(Testo di lettura)
Davvero permase in Carlo sempre l’anelito di pace di un fervido credente in Dio.

Lo storico Fritz Weber magistralmente tratteggia la personalità dell’erede, di quella gigantesca responsabilità nello scenario viennese: "A Vienna regnava un giovane imperatore. Nessuno desiderava la pace più ardentemente di lui. Aveva ereditato un vecchio edificio e dalle crepe dei muri cominciava a filtrare l’acqua. Il nuovo sovrano portava sulle spalle il peso di un’immensa responsabilità, appunto".

Egli credeva fermamente nella possibilità di una conciliazione.

Anziché colpire i nemici della dinastia con tutto il rigore di chi afferma il proprio diritto all’autoconservazione, egli usava la clemenza. Nessuno comprese tale generoso gesto. Quelli che avversavano segretamente l’antiquata struttura statale sorridevano sarcastici; i nemici dichiarati lo interpretarono come un primo successo della loro tenacia.

Quelli che conservavano la propria fede nell’Austria-Ungheria subirono la prima cocente delusione nel vedere concessa la grazia ai colpevoli di alto tradimento e a chi colpiva alle spalle l’impero.

La seconda delusione fu negli approcci per la conclusione della Pace: intrapresi di comune accordo dalle Potenze Centrali, corrispondevano però, in primissimo luogo, alle intenzioni dell’imperatore Carlo. Il desiderio di porre fine al conflitto nasceva dal cuore sensibile di un uomo, che soffriva come pochi per le miserie dell’umanità, nasceva da una nobiltà d’animo infinitamente lontana e diametralmente opposta alle speculazioni dei freddi maestri di calcolo della parte avversa.

Il giovane imperatore si rifiutava di comprendere che si trattava sempre di più di una questione di vita o di morte, di esistere oppure no. Per lui il mondo era tutto, lo considerava come un’unità inscindibile saldamente fondata sui comandamenti divini e procurava di adempiere a questi comandamenti. Ma l’ora era dominata dal potere, dalla violenza e dalla tenacia nella lotta, per cui gli eventi lo travolsero. Tutto quello che perseguiva si trasformò in un’inarrestabile fatalità per lui e per il suo impero.

Tra il termine del 1916 e l’inizio del 1917 la speranza di una prossima pace venne sepolta. La guerra segue il suo corso, diceva il messaggio di capodanno: equivaleva forse a "non ne posso più, sono stanco di questi avvenimenti terribili che la provvidenza mi ha imposto di guidare, ma non posso tornare indietro, devo portare il peso di questa eredità, anche se le mie spalle sono troppo deboli per reggerlo".

Righe per l'identificazione della posizione
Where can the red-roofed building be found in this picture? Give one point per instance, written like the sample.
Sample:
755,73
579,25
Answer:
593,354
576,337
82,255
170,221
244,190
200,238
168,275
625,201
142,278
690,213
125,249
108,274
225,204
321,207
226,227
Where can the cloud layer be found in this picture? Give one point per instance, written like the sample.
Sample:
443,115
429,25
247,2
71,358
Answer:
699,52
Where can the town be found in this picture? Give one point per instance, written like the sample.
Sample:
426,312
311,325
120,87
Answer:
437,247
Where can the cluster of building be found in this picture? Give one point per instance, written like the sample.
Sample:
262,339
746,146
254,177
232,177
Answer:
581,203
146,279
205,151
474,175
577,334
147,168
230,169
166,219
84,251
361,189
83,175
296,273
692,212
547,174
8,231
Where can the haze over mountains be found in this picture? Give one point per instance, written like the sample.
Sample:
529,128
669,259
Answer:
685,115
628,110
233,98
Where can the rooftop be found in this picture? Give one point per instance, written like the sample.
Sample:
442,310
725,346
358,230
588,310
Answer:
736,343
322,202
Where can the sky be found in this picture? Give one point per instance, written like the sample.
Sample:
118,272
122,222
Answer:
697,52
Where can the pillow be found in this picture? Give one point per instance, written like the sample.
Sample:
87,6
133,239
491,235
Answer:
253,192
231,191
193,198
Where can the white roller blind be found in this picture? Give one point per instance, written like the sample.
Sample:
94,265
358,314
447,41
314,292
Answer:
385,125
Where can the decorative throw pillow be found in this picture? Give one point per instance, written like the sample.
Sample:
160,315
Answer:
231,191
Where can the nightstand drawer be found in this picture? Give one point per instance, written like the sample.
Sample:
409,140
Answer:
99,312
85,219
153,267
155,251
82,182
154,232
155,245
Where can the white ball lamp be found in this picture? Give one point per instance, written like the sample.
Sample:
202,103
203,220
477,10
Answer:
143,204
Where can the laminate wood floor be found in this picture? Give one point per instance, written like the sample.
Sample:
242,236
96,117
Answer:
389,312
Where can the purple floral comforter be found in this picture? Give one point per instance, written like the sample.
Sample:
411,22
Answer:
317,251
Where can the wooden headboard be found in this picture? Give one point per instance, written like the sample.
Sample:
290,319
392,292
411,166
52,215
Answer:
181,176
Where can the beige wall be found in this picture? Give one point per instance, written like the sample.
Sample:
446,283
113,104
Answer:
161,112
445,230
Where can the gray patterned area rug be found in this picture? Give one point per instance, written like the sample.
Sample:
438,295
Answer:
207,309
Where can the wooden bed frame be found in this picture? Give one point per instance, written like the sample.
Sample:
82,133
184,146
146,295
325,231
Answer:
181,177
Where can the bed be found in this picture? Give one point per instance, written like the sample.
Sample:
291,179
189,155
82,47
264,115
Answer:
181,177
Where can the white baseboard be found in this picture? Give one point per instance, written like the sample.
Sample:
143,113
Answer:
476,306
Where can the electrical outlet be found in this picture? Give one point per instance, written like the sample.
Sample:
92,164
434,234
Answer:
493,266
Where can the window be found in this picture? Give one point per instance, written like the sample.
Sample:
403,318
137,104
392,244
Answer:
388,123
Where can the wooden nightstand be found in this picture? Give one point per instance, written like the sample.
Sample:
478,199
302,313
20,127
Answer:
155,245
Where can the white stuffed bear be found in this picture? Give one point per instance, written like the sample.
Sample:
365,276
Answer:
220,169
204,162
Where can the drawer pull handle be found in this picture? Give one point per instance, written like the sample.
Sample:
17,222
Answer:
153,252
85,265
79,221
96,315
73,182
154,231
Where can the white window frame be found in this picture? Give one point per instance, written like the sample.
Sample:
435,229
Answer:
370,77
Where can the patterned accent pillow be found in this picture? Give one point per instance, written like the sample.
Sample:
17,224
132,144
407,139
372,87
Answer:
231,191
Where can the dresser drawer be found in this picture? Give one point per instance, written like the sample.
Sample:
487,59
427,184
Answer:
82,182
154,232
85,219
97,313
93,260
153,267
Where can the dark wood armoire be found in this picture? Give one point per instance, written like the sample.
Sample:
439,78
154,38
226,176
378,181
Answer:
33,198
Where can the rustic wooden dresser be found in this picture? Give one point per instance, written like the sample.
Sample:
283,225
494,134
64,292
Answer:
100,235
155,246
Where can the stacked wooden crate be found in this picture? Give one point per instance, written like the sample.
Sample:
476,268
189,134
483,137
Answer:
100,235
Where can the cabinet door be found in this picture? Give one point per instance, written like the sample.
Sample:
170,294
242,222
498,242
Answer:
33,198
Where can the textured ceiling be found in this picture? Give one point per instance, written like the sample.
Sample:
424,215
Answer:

(Esercizi)
(A) Trascrivi fedelmente il passo del testo sull'imperatore Carlo che comincia con "Il giovane imperatore" e termina con "il suo impero.".
(B) Rispondi a queste domande sul testo sull'imperatore Carlo:
(i) Secondo Fritz Weber, che cosa cominciava a filtrare dalle crepe dei muri del vecchio edificio ereditato?
(ii) Quale fu la prima cocente delusione per chi conservava la propria fede nell'Austria-Ungheria?
(iii) Che cosa diceva il messaggio di capodanno?
(C) Scrivi il seguito del testo sull'imperatore Carlo, cominciando dopo la sua ultima frase.

(Esercizi svolti)
(A)
Il giovane imperatore si rifiutava di comprendere che si trattava sempre di più di una questione di vita o di morte, di esistere oppure no. Per lui il mondo era tutto, lo considerava come un’unità inscindibile saldamente fondata sui comandamenti divini e procurava di adempiere a questi comandamenti. Ma l’ora era dominata dal potere, dalla violenza e dalla tenacia nella lotta, per cui gli eventi lo travolsero. Tutto quello che perseguiva si trasformò in un’inarrestabile fatalità per lui e per il suo impero.

(B)
(i) L'acqua.
(ii) Vedere concessa la grazia ai colpevoli di alto tradimento e a chi colpiva alle spalle l'impero.
(iii) "La guerra segue il suo corso".

(C)
Carlo era sempre più isolato, man mano che si avvicinava la fine della guerra e dell’Austria, ma nulla gli impediva di recitare il Te Deum come accadde l’ultimo giorno dell’anno 1918, con la spiegazione, molto sentita in merito al ringraziamento: "Se quest’anno è stato duro, poteva essere ben più tragico per tutti noi. Se si è disposti a prendere dalla mano di Dio ciò che è buono, bisogna anche essere disposti ad accettare con riconoscenza tutto ciò può essere difficile e doloroso. Del resto quest’anno ha visto la tanto sospirata fine della guerra e per il bene della Pace vale qualsiasi sacrificio e qualsiasi rinuncia" (testimonianza riportata da Paolo Mattei).

Divenne imperatore in piena guerra: non poteva capitargli di peggio… Dice di lui Antonio Borrelli: "Ultimo sovrano della duplice monarchia austro-ungarica, ne dovette subire il crollo pur essendo tanto diverso dai suoi predecessori, per la sua religiosità, dirittura morale, visione sociale riforma di uno Stato assolutista in uno confederale. La Radio Vaticana, il 3 novembre 1949 annunziava l’apertura del processo di beatificazione, gli Atti furono consegnati alla congregazione dei Riti il 22 maggio 1954; a maggio 2003 sono state riconosciute le virtù eroiche e quindi il titolo di venerabile".

Sin da fanciullo aveva dimostrato una particolare inclinazione verso la religione e la preghiera, si sentiva chiamato alla carità per il prossimo e fin da ragazzo raccoglieva soldi per i poveri. Da giovane ufficiale in Galizia, cercò sempre con successo di elevare la vita morale dei suoi soldati, i quali vedevano in lui il modello di uomo cattolico. I suoi principi religiosi lo portarono da imperatore a sostituire il feldmaresciallo Conrad anche per aver usato indiscriminatamente le corti marziali, alienando i cechi dalla Casa d’Austria.

L’autore puntualizza: "Benché fornito di ottima preparazione militare, formazione universitaria e istruzione di Stato Maggiore, fu l’unico fra i belligeranti ad accogliere le iniziative di Pace di Papa Benedetto XV, del resto sin dall’inizio del suo Governo era deciso a riportare la Pace ai suoi popoli. Intraprese varie iniziative di pacificazione con le altre potenze, senza riuscire a prevalere però nella cerchia dei generali statisti tedeschi; non andarono in porto nemmeno due tentativi di pace separata, a causa della fiera resistenza del governo italiano e che si seppero poi in giro. Carlo si ritirò dapprima in Ungheria, rinunciando ad ogni partecipazione agli affari di stato, ma senza abdicare come sovrano. I tentativi di riprendere il trono furono espletati per sua volontà, senza usare la forza militare, risparmiando così un alto costo di vite umane, tale atteggiamento gli costò la corona".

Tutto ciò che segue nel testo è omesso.